AIM OF THE EXERCISE:
Will you give the material below again, every line exactly as it is?

===============

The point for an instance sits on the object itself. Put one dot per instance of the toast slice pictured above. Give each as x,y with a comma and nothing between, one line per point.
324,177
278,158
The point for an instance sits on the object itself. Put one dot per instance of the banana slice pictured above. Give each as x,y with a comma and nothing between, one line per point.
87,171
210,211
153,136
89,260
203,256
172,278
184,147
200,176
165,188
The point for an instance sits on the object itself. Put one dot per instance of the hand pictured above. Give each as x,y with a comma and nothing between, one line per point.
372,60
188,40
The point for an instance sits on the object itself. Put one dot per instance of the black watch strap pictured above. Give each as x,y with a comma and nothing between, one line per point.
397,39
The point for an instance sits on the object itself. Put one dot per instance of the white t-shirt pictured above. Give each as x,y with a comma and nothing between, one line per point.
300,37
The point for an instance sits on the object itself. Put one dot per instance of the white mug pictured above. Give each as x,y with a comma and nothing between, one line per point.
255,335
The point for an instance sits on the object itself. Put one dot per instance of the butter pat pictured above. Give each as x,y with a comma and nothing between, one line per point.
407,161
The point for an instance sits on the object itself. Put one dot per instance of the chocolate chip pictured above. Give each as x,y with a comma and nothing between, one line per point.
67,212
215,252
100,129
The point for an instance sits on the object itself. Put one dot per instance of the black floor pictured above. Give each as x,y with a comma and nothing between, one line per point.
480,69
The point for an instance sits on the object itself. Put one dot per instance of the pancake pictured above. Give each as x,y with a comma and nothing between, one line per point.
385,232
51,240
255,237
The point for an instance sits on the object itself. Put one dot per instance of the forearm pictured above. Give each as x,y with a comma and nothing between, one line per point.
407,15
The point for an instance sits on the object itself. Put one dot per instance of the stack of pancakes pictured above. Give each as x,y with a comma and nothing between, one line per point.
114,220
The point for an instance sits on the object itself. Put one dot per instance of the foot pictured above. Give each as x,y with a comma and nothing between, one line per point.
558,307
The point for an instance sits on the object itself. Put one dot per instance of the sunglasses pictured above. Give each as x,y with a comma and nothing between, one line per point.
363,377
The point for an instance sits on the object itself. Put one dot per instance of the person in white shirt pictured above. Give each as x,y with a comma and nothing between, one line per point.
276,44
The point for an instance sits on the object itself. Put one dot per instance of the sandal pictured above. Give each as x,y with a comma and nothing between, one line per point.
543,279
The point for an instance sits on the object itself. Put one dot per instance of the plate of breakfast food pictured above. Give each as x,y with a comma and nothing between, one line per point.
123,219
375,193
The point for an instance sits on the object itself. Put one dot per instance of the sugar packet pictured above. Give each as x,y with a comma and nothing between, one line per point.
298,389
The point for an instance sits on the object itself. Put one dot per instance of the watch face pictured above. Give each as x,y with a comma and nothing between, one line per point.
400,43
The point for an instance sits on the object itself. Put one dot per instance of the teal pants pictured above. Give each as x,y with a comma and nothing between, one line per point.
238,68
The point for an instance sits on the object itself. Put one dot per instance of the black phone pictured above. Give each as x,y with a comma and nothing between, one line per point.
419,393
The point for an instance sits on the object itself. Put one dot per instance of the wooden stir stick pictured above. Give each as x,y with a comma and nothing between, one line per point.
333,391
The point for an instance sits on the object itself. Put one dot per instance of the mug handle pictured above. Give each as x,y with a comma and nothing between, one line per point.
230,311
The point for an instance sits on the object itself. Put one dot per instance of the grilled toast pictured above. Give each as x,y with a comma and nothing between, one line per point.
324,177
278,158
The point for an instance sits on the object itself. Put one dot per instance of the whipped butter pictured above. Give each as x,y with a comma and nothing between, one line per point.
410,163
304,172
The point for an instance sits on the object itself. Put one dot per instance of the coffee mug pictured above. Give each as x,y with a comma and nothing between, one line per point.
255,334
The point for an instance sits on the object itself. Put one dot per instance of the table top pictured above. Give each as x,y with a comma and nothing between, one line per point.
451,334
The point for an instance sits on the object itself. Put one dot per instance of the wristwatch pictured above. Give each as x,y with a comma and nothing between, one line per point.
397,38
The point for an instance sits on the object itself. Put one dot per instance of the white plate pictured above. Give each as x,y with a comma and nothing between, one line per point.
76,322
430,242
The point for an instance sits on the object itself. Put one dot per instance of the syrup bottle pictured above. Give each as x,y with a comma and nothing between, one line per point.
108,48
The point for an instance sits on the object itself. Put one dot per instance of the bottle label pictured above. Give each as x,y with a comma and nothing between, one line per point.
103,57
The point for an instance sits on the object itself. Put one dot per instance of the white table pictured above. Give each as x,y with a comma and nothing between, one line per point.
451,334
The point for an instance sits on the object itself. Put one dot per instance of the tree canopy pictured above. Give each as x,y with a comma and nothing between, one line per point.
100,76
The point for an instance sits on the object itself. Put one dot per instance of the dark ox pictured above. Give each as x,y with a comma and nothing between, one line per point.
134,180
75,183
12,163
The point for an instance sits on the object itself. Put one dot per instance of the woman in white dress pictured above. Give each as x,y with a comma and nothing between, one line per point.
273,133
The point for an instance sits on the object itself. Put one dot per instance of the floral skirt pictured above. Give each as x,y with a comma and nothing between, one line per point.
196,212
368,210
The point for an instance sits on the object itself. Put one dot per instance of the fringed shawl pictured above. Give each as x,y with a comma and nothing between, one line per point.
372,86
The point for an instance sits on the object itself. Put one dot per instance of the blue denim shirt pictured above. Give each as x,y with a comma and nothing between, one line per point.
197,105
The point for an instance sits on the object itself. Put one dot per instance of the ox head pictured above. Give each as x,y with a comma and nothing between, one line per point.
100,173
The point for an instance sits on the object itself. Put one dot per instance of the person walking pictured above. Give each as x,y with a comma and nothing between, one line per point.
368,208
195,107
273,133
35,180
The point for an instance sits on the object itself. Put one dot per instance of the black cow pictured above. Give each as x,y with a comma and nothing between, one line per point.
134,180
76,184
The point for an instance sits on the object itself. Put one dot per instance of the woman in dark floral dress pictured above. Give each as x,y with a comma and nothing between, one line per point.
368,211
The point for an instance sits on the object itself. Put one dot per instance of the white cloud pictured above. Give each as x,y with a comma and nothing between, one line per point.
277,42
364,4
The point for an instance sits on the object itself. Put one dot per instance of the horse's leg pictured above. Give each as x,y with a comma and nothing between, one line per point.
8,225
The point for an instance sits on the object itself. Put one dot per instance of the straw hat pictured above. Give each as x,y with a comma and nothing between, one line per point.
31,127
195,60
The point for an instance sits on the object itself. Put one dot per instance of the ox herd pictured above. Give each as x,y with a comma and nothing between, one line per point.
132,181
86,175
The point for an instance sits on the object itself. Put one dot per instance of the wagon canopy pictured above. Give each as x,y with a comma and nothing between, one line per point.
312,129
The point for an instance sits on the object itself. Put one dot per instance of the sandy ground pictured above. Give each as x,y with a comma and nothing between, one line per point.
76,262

===============

COMPLETED EXERCISE:
The point for an instance sits on the object itself. Put one dot per instance of the toast slice pictured above. Give each as x,y with a comma and nothing between, one line per point.
324,177
278,158
The point for an instance sits on the object itself. Put one dot per instance of the banana slice pictured above. Give each as x,y with a comma and nothing between, one line per point.
87,171
210,211
153,136
89,260
203,256
172,278
184,147
200,176
165,188
The point for an instance sits on the object itself. Put one dot per instance of the hand pictured above. Give each as x,y with a comma and nothing between, one line per point.
372,60
188,40
The point for an instance sits on the object itself. Put one dot per instance of the black watch strap pictured above. Give each as x,y with a comma and nothing between, one line per point.
397,39
The point for an instance sits on the object itself. Put one dot per instance of the white t-shirt pictured above. Give each as x,y with a comma and nothing between, one line per point.
300,37
The point for an instance sits on the object itself. Put one dot per instance of the white mug pictured above. Give each as x,y with a comma and nothing between, one line per point.
255,335
The point for an instance sits on the object itself. Put one dot per instance of the butter pat pictured above. Give each as x,y with a comma and nothing between, one line per point.
407,161
The point for an instance sits on the object itself. Put one dot per instance of the chocolate chip pictured above. Give each as x,y with a comma and nothing between, one line per point.
67,212
215,252
100,129
The point for an instance sits on the object itself. Put one dot per instance of the black floor pictured above. Give each as x,y with a comma and nothing between, one line per point.
480,69
The point for an instance sits on the object itself. Put one dot per instance of the pancake pictured above. Give each as x,y with a comma and nothing between, one line per point.
385,232
51,240
255,237
The point for an instance sits on the object itself. Put one dot per instance of the forearm pictured above. Give each as x,y with a comma and nothing between, one line per point.
407,15
The point for an instance sits on the object itself. Put one dot per instance of the stack of pancakes pictured above. Give each as x,y with a comma and nothing between, one line per point.
114,220
The point for an instance sits on the object itself. Put one dot per instance of the foot pictured above. Give each as x,y with a comma and nothing between, one line per point.
558,307
The point for an instance sits on the object itself. Put one dot per instance of the sunglasses pictured above. Give each as x,y with a comma and nothing between, one line per point.
363,377
The point for an instance sits on the object itself. Put one dot per instance of the person in white shirt pictured above. Give each as x,y with a comma and nothing between, one line per point.
276,44
The point for an instance sits on the object itself. Put one dot per instance of the sandal pictured above. Give each as x,y with a comma and nothing between, one line per point.
543,279
The point for an instance sits on the object itself. Put one dot per instance of the plate of breakfast food pictured above. Give each as x,y with a comma and nothing between, one line per point.
123,219
375,193
The point for an instance sits on the object itself. Put one dot per instance of the sugar packet pictured above. Give each as x,y with a comma and nothing between, one line per point.
298,389
The point for an instance sits on the object itself. Put one dot per instance of the watch face pictured above. Give each as x,y with a comma and nothing between, one line per point.
400,43
The point for an instance sits on the object itself. Put one dot per instance of the teal pants pictured above. Give each as x,y with a comma and nothing between, one line per point.
238,68
The point for an instance sits on the object itself. Put one dot per instance of the black phone pictured above. Give each as x,y with a comma and nothing between, one line per point.
419,393
The point for an instance sits on the object itself. Put one dot per instance of the wooden stir stick pictured above. Give each as x,y with a comma and nothing between, one line per point.
333,391
The point for an instance sits on the object itself. Put one dot per instance of the mug handle pictured above. Give each as x,y with a comma and nothing between, one line per point.
230,311
The point for an instance sits on the object itself. Put one dot per instance of the grilled toast pictured above. Give each as x,y with a comma and nothing between, one line per point.
324,177
278,158
The point for an instance sits on the object itself. Put one dot per instance of the whipped butter pictured above. Give each as x,y with a comma and nothing between, one line per point.
410,163
304,172
The point for an instance sits on the object itself. Put one dot per instance of the coffee mug pictured above. Give each as x,y with a comma and nothing between, one line per point.
255,334
The point for an instance sits on the object itself. Put one dot per instance of the table top pictured above. Give each as x,y with a comma and nothing between, one line per point.
451,334
The point for an instance sits on the object itself. Put one dot per instance of the wristwatch pictured above. Give each as x,y with a comma and nothing between, one line per point.
397,38
The point for an instance sits on the object itself. Put one dot per instance of the white plate pictured above. Give each as x,y with a comma and nothing between, one line per point.
76,322
430,242
The point for an instance sits on the object itself. Put one dot per instance of the syrup bottle pictured above. Give each as x,y with a comma and nothing between, one line per point.
108,48
The point for an instance sits on the object itself. Put one dot per instance of the bottle label pictured above. Give each as x,y with a comma and nothing between, one line per point.
103,57
The point for an instance sits on the object itself. Put one dot per instance of the white table pictured above. Give each as x,y with a comma and nothing between, one line per point.
451,334
The point for an instance sits on the object itself. Put one dot per instance of the tree canopy pictured above. Give each as x,y with a comma and nothing between, one line per point.
100,76
The point for an instance sits on the object itself. Put one dot per instance of the dark ox pictured above. Give each as x,y with a comma and nothing between, one line per point.
134,180
75,183
12,163
The point for an instance sits on the object itself. Put one dot per instance of the woman in white dress pictured above. Give each as x,y with a comma and nothing between, one line per point.
273,133
The point for an instance sits on the object itself. Put one dot per instance of the floral skirt pictured above. Give each as x,y with a comma and nothing between, one line per point.
196,212
368,210
The point for an instance sits on the object itself. Put one dot per instance of the fringed shawl pictured above. Give each as x,y with a comma and nothing between, one line per point.
372,86
The point for an instance sits on the object itself. Put one dot per instance of the blue denim shirt pictured above. Give each as x,y with a comma and nothing between, one line per point.
197,105
The point for an instance sits on the object itself. Put one dot per instance of the ox head pictured above. Give each as x,y with a comma and nothing between, one line per point.
100,173
The point for an instance sits on the object itself. Put one dot per instance of the person walking pictured above. Give each as x,y with a comma and nothing between, one line per point.
368,208
195,107
273,133
35,180
The point for an instance sits on the object itself. Put one dot per instance of the black cow pictured above. Give each as x,y with a comma and nothing between, one line per point.
134,180
76,184
The point for an instance sits on the object itself. Put one dot per instance of the woman in dark floral dress pictured above. Give each as x,y with a comma and nothing between, one line per point.
368,211
The point for an instance sits on the object itself. Put one dot per instance of the white cloud pictured above. Give each as x,y with a comma and nothing between, one line per point.
277,42
364,4
The point for an instance sits on the object itself. Put one dot per instance of the horse's leg pictured above. Give each as x,y with a comma and nothing between, one line per point.
8,225
The point for an instance sits on the object itself. Put one dot per instance of the straw hat pictured above. Give each as x,y with a comma and nothing between, one line per point.
31,127
195,60
The point for an instance sits on the object itself. Put one dot per instance of the ox herd pictured above. Give each as x,y with a comma and nothing between, one line per point.
132,181
86,175
The point for an instance sits on the object itself. Put one dot per instance of the wagon canopy pictured above. Give each as x,y with a comma and nothing between, one line per point.
312,129
The point for an instance sits on the object itself. Put one dot per instance of the sandy ground pictured above. Give each as x,y with a comma and nothing between, one line per point.
76,262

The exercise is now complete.